PROBLEM TO WORK ON:
Rewrite the records from the line with "Note: point out the white lane" up to and including the line with "point(269, 490)", swapping "one marker per instance" for "one marker for each instance" and keeping everything else as it is.

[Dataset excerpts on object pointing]
• • • •

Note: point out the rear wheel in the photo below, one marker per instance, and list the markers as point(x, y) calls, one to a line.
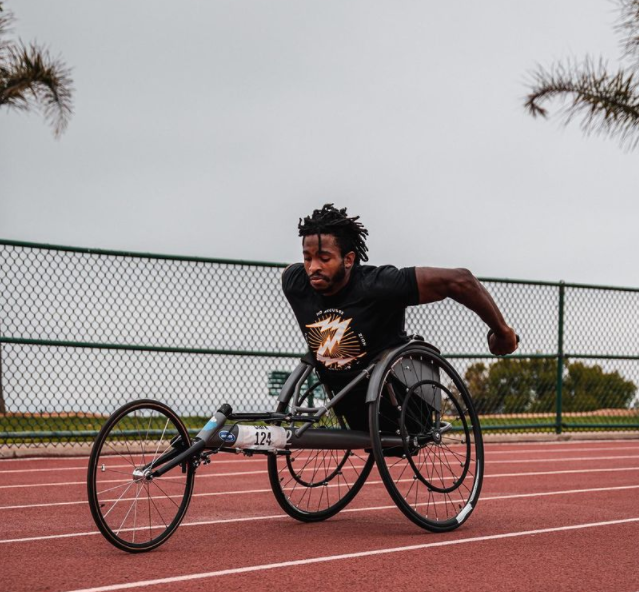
point(314, 484)
point(435, 474)
point(135, 513)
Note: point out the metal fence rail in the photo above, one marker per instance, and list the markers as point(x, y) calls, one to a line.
point(82, 331)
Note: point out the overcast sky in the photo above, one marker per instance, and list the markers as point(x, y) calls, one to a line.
point(209, 128)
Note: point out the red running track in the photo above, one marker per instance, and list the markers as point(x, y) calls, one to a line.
point(560, 516)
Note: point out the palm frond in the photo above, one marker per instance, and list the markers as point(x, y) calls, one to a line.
point(31, 78)
point(607, 103)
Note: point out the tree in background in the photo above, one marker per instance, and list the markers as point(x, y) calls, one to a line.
point(530, 386)
point(31, 79)
point(607, 101)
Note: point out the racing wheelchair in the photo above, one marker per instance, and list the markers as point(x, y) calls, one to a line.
point(424, 438)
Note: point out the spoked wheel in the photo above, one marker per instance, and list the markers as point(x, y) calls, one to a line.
point(435, 475)
point(313, 485)
point(132, 512)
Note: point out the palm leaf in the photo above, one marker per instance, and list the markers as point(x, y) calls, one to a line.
point(31, 78)
point(607, 103)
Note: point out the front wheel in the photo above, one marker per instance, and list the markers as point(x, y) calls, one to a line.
point(133, 512)
point(434, 471)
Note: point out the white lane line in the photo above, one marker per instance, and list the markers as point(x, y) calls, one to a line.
point(357, 555)
point(490, 449)
point(236, 474)
point(218, 462)
point(84, 468)
point(346, 511)
point(269, 490)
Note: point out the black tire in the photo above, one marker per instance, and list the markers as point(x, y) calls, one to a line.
point(313, 485)
point(435, 475)
point(133, 513)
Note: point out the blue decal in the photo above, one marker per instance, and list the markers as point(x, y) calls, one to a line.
point(227, 437)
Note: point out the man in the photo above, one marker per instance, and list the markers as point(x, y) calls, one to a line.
point(350, 312)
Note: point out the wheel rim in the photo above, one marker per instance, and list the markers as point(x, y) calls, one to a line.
point(314, 484)
point(435, 477)
point(136, 513)
point(440, 454)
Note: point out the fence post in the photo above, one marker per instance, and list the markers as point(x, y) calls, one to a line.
point(560, 358)
point(3, 408)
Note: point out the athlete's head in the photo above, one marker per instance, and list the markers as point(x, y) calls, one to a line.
point(332, 243)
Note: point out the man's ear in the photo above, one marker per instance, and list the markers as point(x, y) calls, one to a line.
point(349, 259)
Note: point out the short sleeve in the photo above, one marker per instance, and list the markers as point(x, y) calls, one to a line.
point(389, 283)
point(294, 279)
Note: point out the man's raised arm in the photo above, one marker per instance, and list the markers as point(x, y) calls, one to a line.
point(461, 285)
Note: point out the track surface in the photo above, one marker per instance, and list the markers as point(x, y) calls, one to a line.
point(560, 516)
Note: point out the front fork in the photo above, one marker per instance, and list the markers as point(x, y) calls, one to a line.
point(177, 456)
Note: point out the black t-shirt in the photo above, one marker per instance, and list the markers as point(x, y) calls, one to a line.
point(347, 330)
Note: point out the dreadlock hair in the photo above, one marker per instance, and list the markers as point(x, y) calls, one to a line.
point(349, 234)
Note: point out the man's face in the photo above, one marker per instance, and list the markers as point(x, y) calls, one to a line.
point(327, 270)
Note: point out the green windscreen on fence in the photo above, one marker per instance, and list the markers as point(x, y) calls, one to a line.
point(84, 331)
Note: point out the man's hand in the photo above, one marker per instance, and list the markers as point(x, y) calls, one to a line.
point(502, 342)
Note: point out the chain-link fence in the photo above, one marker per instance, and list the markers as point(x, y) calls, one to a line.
point(83, 331)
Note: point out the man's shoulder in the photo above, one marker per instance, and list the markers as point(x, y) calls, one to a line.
point(294, 279)
point(389, 282)
point(377, 273)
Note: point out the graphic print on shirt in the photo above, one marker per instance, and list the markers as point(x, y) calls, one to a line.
point(334, 342)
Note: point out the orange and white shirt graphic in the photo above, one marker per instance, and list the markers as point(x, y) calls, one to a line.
point(334, 342)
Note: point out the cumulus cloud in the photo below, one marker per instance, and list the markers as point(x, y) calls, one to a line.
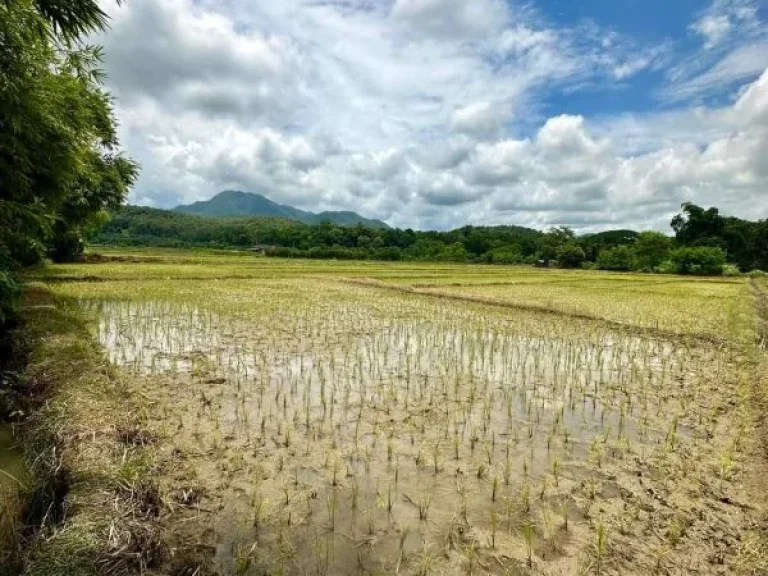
point(427, 113)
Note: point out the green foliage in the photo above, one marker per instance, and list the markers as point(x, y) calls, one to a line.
point(248, 204)
point(702, 260)
point(651, 249)
point(506, 255)
point(620, 258)
point(59, 159)
point(9, 293)
point(570, 255)
point(554, 240)
point(288, 238)
point(595, 244)
point(745, 243)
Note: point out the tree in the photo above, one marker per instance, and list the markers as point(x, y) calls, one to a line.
point(651, 249)
point(554, 240)
point(620, 258)
point(455, 253)
point(60, 164)
point(696, 225)
point(698, 260)
point(570, 256)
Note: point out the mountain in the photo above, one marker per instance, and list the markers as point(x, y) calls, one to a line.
point(236, 203)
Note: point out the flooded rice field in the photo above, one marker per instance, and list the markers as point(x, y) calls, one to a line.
point(381, 433)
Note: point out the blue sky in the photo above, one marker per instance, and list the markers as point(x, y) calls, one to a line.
point(439, 113)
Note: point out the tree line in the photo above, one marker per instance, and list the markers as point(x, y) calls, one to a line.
point(704, 241)
point(61, 168)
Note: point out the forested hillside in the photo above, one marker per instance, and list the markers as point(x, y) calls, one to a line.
point(704, 242)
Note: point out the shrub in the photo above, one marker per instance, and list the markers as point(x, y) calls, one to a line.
point(620, 258)
point(570, 256)
point(698, 260)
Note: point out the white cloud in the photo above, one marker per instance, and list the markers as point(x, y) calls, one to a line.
point(479, 119)
point(452, 18)
point(427, 112)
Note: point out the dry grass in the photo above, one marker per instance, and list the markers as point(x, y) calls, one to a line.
point(302, 419)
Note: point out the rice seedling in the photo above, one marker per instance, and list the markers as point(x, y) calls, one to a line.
point(329, 385)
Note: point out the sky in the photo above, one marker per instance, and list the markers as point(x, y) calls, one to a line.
point(434, 114)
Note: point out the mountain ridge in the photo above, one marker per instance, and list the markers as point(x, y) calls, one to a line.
point(251, 204)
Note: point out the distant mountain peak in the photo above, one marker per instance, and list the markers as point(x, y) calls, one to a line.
point(250, 204)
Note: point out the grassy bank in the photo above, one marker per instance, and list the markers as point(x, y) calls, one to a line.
point(261, 416)
point(88, 511)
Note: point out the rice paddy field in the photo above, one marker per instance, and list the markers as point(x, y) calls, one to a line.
point(323, 417)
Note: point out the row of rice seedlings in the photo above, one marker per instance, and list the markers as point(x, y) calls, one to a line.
point(405, 407)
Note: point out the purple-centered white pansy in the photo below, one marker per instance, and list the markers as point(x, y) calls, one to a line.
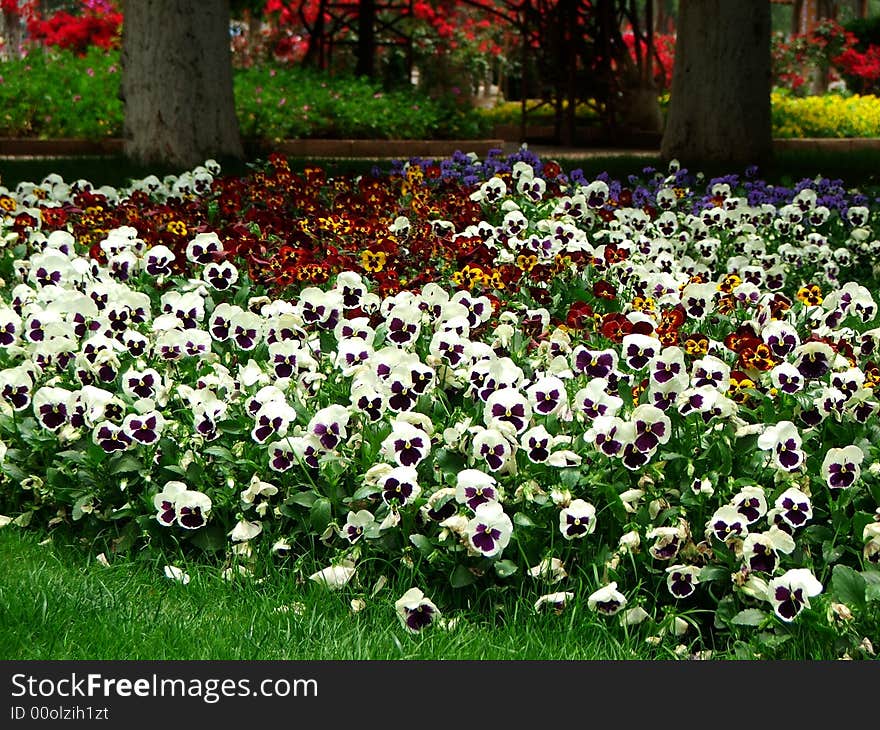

• • • •

FULL SOLUTION:
Note: point out the white lane line in the photo above, one marker for each instance, and list the markers as point(x, y) calls, one to a line.
point(357, 555)
point(490, 449)
point(236, 474)
point(218, 462)
point(84, 468)
point(346, 511)
point(269, 490)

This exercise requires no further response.